The entries below hold a line with "Where can the man lying down" and a line with "Where can the black pants". Return those lines and all that lie between them, exactly and only.

[Collected data entries]
━━━
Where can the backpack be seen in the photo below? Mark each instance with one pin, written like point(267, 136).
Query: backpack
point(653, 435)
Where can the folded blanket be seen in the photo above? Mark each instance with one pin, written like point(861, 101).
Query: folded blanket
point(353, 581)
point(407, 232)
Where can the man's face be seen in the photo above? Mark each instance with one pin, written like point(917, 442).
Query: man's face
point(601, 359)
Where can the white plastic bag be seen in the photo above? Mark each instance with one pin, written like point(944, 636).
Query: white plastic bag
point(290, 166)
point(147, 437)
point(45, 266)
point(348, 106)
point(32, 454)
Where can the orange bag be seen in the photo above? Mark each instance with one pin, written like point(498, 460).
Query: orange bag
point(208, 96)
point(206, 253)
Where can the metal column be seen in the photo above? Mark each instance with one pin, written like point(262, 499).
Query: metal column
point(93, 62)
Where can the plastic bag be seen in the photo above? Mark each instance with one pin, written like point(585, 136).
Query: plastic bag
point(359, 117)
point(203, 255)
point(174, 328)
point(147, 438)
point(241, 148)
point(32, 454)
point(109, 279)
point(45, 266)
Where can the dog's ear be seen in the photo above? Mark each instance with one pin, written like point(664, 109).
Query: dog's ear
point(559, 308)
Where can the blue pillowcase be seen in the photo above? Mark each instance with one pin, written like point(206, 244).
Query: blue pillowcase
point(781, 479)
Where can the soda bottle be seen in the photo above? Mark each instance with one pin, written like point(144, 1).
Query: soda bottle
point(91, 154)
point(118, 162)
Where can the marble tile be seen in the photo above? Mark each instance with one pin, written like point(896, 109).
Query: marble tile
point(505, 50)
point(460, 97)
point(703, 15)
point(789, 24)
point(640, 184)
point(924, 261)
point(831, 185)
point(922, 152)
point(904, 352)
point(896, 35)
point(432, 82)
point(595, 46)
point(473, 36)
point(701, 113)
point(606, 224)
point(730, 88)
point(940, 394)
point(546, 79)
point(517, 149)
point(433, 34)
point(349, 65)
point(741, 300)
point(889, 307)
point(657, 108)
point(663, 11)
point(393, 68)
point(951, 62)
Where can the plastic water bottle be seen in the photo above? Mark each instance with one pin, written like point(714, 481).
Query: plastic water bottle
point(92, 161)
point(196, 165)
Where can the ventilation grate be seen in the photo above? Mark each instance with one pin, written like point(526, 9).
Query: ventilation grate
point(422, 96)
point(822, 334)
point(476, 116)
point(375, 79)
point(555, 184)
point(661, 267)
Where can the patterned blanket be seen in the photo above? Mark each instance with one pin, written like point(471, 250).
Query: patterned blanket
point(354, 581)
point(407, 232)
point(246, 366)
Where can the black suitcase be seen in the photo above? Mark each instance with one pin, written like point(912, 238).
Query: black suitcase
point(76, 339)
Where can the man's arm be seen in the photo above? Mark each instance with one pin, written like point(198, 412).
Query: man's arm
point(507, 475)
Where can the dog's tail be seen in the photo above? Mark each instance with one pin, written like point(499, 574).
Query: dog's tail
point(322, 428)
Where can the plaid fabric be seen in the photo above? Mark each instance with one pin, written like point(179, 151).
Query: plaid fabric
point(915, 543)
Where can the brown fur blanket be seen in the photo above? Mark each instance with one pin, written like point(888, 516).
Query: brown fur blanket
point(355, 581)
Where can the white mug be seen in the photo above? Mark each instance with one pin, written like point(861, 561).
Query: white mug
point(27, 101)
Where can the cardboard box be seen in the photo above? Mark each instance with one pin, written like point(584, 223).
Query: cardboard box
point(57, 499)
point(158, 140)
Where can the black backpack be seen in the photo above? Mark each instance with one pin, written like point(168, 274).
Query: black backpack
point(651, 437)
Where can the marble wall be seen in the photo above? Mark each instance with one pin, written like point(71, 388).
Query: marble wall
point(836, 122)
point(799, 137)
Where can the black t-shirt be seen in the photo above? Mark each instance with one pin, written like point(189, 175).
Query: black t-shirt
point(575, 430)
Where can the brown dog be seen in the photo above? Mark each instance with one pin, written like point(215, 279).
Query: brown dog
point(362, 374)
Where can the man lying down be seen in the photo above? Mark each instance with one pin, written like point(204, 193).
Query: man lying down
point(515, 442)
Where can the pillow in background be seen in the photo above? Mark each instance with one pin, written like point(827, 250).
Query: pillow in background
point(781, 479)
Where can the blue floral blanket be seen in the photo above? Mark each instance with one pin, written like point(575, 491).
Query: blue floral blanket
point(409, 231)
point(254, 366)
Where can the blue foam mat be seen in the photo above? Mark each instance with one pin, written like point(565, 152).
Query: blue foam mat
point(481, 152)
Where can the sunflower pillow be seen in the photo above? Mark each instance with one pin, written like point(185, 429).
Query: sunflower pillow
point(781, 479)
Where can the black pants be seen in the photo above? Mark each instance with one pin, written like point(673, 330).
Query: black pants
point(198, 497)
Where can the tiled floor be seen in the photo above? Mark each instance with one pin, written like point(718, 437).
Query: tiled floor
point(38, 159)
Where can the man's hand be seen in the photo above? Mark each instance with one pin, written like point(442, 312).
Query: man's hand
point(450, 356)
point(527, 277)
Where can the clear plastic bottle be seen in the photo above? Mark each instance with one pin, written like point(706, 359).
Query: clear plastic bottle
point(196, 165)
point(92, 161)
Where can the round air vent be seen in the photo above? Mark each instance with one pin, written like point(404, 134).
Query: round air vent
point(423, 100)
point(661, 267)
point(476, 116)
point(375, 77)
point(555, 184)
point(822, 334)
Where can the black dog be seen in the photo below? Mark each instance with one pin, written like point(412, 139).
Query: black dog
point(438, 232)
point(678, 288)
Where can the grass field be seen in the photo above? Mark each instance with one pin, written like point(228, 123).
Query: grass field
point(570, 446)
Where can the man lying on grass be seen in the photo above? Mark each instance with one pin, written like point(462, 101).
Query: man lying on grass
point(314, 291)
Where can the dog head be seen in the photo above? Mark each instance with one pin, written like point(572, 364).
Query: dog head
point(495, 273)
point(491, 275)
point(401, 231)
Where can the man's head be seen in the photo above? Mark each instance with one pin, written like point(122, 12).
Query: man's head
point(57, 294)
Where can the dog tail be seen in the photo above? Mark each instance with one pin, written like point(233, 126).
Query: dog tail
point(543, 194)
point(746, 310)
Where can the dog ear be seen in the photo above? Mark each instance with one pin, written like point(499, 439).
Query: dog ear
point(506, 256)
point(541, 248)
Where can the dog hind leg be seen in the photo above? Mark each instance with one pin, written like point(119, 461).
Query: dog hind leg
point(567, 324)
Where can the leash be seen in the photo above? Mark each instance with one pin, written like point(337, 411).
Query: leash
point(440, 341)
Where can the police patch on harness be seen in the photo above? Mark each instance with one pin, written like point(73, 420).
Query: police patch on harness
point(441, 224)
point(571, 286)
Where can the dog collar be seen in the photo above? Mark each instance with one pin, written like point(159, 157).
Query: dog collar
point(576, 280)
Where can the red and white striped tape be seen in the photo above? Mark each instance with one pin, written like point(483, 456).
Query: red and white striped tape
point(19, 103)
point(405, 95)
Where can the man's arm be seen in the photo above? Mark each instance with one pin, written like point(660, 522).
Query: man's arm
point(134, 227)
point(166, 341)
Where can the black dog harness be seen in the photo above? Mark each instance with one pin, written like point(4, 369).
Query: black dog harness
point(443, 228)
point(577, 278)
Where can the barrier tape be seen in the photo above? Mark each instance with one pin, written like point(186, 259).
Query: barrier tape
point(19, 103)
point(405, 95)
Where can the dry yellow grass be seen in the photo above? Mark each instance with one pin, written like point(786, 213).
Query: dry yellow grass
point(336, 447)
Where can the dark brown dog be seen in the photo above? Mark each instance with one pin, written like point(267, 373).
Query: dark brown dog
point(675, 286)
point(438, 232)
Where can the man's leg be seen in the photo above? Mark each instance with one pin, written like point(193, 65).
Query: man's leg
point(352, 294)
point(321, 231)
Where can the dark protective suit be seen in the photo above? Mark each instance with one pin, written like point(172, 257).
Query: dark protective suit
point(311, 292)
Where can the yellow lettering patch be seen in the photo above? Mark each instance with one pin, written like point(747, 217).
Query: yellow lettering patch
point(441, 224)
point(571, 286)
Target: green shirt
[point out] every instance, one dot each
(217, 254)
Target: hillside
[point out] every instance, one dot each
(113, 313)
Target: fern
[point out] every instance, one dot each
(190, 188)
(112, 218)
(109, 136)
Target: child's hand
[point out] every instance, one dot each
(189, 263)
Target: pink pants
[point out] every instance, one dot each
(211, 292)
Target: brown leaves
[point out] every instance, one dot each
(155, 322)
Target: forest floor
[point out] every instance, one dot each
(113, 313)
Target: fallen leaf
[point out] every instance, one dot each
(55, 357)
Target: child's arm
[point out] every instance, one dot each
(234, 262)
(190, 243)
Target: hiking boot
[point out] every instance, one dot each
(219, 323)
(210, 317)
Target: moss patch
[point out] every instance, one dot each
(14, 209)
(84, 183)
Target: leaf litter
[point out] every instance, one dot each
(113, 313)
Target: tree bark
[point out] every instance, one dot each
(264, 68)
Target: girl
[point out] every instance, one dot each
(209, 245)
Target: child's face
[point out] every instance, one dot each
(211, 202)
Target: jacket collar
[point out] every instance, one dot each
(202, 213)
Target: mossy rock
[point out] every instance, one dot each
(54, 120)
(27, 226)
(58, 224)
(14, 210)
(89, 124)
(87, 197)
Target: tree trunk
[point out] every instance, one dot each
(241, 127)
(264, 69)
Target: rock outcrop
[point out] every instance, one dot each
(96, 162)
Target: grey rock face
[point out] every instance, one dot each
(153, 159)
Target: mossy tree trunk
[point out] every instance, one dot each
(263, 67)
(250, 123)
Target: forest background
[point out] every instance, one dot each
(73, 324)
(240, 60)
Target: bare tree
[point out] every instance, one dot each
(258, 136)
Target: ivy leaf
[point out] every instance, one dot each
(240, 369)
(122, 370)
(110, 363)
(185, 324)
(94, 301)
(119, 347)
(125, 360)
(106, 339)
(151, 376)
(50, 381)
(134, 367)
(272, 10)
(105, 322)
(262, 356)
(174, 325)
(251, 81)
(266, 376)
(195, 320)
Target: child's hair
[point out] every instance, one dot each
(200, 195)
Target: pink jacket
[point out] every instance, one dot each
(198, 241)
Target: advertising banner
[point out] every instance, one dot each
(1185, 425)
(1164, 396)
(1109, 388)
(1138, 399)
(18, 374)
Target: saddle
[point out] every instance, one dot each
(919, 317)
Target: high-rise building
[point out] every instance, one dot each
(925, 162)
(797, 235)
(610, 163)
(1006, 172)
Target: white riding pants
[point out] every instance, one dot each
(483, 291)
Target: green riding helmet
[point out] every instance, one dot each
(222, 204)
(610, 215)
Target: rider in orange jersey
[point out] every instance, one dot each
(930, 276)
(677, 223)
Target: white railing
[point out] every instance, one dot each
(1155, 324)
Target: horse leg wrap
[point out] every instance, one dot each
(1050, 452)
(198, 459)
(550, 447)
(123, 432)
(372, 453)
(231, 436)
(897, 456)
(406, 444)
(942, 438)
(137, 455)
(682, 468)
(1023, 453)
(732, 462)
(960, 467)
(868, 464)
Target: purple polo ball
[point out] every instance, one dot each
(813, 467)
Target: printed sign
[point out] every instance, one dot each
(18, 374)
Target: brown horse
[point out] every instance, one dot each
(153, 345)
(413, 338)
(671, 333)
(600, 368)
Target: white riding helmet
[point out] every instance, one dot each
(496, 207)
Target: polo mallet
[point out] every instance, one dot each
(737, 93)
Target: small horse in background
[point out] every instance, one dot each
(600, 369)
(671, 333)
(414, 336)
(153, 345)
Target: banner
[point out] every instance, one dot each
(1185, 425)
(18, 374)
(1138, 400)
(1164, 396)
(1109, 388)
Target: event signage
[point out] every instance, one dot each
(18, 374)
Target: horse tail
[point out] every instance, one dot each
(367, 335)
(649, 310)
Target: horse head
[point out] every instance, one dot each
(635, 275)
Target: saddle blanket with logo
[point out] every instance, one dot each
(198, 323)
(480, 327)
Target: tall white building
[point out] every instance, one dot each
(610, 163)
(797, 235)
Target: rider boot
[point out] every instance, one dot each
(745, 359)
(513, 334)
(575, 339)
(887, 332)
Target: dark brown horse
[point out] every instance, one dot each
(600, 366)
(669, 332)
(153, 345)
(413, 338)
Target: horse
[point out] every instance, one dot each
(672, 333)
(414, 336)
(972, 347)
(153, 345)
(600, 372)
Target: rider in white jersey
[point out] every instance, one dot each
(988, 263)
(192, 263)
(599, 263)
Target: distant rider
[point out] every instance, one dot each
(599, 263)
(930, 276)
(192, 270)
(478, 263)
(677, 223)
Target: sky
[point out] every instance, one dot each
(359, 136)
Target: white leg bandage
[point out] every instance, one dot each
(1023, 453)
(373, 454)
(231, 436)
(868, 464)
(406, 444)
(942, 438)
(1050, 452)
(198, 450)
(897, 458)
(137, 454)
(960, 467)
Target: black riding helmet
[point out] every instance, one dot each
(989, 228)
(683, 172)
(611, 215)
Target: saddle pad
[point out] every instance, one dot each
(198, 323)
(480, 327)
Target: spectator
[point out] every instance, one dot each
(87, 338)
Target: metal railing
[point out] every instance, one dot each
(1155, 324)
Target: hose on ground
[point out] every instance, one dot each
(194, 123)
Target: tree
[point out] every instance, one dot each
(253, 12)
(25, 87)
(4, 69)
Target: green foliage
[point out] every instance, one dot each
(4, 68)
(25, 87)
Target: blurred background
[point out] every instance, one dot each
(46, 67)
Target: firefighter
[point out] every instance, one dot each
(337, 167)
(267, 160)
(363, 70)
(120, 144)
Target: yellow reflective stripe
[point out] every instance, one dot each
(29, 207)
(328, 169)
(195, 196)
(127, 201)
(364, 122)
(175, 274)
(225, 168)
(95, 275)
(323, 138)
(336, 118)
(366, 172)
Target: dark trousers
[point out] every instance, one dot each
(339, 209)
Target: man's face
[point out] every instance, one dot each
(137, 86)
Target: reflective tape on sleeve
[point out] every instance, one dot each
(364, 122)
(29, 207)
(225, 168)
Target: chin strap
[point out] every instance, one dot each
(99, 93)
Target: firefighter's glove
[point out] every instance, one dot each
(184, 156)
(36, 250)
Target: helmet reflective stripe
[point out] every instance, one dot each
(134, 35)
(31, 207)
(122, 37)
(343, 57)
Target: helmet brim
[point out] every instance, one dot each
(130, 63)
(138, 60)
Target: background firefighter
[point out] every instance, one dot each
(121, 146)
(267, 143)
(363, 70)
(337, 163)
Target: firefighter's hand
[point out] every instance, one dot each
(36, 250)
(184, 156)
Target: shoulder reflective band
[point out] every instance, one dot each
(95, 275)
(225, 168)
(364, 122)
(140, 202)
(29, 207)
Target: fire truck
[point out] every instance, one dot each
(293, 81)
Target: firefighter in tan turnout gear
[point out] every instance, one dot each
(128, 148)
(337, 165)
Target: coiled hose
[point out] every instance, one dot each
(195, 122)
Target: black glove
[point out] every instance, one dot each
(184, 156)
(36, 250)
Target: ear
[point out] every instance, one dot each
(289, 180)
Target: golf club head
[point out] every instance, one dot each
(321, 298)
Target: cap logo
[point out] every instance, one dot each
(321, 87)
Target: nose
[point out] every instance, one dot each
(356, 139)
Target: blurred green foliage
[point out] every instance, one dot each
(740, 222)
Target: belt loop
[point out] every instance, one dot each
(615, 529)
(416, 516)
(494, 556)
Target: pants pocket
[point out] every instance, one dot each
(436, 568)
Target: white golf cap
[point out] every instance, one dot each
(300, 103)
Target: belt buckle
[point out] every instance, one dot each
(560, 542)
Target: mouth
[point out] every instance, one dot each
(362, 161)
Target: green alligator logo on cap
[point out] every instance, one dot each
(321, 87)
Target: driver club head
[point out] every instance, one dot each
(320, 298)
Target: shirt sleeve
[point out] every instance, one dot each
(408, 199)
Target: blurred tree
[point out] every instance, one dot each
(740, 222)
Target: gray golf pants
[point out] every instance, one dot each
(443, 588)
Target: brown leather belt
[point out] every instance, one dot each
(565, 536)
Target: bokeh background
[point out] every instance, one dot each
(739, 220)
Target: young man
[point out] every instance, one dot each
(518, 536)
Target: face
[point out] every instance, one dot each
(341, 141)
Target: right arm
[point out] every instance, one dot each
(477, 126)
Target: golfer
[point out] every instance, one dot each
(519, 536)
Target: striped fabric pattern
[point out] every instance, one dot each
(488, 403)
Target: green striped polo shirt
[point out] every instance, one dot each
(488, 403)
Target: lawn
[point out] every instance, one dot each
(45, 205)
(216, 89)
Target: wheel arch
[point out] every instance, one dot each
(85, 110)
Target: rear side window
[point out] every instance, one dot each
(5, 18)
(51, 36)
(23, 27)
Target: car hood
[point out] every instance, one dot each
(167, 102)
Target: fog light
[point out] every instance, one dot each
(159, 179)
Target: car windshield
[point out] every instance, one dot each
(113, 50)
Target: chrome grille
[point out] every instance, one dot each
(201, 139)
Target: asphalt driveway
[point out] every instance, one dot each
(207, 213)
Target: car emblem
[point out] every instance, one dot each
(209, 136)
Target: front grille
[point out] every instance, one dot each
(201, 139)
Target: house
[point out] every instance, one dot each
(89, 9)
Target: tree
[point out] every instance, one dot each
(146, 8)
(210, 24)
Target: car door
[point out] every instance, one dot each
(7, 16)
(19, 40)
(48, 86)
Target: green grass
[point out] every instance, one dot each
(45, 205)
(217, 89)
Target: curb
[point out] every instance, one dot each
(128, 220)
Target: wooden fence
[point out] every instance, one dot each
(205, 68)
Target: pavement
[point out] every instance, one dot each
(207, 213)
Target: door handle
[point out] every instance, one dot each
━━━
■ Task response:
Where can the man lying down be seen in the photo above? Mark each instance with one pin, written like point(204, 193).
Query: man lying down
point(515, 442)
Where can the pillow in background be seen in the photo above? Mark each instance with one pin, written like point(827, 250).
Query: pillow in background
point(781, 479)
Where can the blue floral blanket be seen in the photo above? Mark each instance with one pin, written like point(575, 491).
Query: blue floral blanket
point(409, 231)
point(254, 366)
Where can the blue foam mat be seen in the photo above? Mark each instance with one pin, written like point(565, 152).
Query: blue foam mat
point(481, 152)
Where can the sunflower pillow be seen in the photo above? Mark each instance with one pin, written like point(185, 429).
Query: sunflower pillow
point(781, 479)
Where can the black pants be seen in the photo above? Mark each instance with one pin, written like point(673, 330).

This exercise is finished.